> _EXERCISE OBJECTIVE_
The reply should consist of the line containing "Please indicate the headlight" and all lines after it in the listing below, reproduced exactly and nothing more.

> _RECORDED INFORMATION_
[Start of Attachment]

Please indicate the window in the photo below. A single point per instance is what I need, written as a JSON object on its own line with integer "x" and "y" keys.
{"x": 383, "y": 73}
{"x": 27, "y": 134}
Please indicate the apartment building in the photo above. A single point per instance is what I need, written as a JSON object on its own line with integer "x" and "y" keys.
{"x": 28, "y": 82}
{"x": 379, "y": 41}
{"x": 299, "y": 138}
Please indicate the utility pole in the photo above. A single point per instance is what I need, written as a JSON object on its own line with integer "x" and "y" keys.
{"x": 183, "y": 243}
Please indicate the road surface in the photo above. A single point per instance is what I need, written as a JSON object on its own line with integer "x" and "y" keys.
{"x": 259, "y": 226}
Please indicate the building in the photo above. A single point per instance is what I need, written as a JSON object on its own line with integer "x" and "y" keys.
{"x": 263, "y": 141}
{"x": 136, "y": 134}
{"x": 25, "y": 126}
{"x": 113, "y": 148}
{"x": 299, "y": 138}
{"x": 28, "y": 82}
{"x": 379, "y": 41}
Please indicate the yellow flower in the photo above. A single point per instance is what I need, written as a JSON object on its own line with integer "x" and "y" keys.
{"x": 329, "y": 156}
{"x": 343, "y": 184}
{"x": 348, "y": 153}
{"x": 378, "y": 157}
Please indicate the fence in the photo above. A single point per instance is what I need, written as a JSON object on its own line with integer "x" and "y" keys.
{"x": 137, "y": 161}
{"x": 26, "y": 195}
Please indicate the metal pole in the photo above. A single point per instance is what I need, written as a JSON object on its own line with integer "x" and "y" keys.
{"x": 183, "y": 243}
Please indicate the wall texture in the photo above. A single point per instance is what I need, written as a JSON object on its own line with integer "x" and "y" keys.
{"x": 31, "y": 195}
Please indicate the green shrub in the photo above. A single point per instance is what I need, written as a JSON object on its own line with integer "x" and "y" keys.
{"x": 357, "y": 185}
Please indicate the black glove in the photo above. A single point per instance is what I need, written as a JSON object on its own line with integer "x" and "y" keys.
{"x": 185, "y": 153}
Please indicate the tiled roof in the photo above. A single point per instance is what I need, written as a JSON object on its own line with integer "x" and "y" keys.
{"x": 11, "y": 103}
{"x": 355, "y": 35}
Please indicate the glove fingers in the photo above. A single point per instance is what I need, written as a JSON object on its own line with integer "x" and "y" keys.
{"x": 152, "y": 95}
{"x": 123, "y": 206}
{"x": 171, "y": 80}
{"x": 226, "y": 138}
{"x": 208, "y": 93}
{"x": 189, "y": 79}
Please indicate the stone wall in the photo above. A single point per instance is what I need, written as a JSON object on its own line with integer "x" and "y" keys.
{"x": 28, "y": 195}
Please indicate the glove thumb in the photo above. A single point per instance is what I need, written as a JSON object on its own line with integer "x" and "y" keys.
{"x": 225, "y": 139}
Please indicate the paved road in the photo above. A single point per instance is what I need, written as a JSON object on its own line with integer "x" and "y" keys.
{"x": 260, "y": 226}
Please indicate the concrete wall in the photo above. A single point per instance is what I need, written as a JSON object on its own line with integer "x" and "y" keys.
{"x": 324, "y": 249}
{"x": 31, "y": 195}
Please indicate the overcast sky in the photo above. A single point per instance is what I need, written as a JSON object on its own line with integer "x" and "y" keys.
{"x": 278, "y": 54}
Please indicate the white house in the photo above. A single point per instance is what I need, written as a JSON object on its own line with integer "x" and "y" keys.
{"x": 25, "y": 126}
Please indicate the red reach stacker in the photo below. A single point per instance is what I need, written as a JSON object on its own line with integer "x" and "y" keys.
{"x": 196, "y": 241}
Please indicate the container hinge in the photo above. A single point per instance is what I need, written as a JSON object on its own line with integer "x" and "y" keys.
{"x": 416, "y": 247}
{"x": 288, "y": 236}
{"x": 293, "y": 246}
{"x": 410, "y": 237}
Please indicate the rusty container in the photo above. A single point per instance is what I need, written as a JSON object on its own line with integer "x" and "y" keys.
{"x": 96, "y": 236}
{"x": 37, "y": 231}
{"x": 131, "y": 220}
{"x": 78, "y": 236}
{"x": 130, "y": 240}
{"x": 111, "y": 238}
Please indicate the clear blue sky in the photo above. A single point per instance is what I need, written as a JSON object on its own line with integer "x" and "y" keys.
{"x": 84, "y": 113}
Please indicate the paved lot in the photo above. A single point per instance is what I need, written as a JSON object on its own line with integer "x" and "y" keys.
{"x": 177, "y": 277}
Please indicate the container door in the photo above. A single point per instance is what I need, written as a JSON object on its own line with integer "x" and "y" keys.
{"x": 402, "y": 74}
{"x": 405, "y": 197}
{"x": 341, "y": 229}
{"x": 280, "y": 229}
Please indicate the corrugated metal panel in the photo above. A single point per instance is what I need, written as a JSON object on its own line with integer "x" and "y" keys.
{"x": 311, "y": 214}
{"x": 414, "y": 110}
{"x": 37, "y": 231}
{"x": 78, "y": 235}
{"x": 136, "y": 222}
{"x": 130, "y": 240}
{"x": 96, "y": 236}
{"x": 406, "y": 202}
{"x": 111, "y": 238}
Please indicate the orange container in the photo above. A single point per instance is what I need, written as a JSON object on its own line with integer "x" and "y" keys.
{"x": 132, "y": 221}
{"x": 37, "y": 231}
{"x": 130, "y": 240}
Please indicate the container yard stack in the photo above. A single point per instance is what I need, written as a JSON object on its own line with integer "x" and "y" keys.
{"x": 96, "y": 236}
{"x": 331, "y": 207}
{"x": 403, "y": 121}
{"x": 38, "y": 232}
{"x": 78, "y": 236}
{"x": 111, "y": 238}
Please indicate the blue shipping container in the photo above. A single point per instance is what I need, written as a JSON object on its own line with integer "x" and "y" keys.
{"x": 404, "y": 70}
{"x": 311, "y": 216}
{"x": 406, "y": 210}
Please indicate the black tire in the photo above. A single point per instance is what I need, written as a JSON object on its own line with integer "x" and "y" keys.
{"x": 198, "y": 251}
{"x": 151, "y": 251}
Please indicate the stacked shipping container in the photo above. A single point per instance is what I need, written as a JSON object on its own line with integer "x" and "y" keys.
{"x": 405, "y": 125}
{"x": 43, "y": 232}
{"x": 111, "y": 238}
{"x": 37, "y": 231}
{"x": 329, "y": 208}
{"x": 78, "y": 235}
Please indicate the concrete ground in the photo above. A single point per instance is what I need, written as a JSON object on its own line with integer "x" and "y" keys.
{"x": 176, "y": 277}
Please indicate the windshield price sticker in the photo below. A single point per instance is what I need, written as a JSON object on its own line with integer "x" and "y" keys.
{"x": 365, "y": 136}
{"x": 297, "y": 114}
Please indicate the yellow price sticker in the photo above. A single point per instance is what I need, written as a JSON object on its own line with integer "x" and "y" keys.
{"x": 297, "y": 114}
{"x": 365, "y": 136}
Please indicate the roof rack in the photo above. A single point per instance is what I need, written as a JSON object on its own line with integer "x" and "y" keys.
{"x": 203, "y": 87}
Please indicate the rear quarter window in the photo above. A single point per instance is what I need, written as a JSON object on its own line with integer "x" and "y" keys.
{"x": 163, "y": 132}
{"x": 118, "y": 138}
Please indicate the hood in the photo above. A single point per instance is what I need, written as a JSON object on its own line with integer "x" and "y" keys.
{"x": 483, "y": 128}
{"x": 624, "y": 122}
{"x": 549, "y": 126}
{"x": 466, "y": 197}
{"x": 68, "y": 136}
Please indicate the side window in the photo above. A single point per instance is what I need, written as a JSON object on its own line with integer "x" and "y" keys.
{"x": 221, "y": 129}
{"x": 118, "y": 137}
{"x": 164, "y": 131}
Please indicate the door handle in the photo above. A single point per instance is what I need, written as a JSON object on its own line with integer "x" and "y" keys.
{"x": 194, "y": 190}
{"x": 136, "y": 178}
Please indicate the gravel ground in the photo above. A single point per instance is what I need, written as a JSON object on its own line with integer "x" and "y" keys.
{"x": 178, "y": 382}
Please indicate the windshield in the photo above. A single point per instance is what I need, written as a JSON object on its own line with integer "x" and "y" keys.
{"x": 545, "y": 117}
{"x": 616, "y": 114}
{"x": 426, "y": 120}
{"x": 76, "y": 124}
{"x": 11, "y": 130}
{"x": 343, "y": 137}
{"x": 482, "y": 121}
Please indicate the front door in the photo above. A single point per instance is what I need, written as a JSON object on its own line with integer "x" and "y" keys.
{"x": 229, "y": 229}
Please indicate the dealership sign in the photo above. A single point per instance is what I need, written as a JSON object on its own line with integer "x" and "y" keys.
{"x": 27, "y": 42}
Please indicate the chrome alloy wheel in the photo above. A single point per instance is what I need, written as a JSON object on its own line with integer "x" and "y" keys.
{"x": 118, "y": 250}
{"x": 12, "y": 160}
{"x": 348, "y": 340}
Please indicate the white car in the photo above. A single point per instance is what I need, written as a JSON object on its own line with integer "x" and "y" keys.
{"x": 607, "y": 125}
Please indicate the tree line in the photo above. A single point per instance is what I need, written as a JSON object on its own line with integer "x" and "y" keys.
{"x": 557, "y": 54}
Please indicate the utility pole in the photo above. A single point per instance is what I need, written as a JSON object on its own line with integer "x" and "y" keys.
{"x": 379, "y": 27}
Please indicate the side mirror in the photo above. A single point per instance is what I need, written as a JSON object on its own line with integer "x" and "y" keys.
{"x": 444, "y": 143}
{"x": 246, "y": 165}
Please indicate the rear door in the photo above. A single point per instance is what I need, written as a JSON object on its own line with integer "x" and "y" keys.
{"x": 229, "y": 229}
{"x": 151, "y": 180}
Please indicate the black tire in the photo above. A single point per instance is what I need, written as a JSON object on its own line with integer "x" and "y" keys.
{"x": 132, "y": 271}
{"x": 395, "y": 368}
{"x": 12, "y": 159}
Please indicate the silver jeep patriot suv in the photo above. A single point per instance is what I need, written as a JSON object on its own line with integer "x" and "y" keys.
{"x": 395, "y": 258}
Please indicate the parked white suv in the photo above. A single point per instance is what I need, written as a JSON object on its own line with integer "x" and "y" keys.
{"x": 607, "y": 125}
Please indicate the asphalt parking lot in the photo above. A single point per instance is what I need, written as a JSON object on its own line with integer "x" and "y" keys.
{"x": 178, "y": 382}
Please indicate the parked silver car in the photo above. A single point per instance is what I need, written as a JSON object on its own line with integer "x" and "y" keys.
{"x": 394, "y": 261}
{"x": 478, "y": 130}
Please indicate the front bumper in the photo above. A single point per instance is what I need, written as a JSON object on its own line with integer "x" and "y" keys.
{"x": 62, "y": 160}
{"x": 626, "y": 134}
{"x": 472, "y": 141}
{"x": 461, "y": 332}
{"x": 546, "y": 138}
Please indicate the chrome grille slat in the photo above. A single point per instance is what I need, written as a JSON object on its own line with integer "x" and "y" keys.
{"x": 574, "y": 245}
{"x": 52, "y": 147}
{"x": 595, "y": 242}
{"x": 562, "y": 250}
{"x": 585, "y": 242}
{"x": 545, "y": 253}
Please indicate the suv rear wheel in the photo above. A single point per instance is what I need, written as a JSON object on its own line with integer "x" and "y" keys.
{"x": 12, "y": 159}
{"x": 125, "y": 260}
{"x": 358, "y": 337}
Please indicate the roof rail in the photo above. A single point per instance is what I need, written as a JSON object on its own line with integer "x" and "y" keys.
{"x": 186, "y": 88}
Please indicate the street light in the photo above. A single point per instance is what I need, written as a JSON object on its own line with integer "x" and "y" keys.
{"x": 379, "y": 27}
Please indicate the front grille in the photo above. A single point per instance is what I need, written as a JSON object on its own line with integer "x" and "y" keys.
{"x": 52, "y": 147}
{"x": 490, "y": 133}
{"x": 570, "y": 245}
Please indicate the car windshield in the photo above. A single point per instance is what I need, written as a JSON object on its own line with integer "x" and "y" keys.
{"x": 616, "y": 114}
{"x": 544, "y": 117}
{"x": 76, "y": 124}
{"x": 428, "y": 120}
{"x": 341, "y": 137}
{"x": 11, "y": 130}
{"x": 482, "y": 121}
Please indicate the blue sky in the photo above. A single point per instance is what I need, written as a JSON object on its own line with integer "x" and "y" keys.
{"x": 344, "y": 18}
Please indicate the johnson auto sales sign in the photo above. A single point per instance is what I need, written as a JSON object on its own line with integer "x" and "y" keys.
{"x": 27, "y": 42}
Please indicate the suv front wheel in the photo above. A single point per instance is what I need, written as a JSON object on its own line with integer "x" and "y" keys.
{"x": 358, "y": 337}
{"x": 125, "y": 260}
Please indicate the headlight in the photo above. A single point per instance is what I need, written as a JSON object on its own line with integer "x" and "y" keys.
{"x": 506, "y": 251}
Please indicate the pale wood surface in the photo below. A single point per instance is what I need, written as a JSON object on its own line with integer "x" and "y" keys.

[End of Attachment]

> _YOUR SOLUTION_
Please indicate the headlight in the photo above. A single point per instance is what I need, written as a JSON object on its own line with integer "x" and "y" keys.
{"x": 506, "y": 251}
Please indicate the pale wood surface in the photo below. A single point per instance is what I need, written as a JSON object on its own line with integer "x" and "y" keys.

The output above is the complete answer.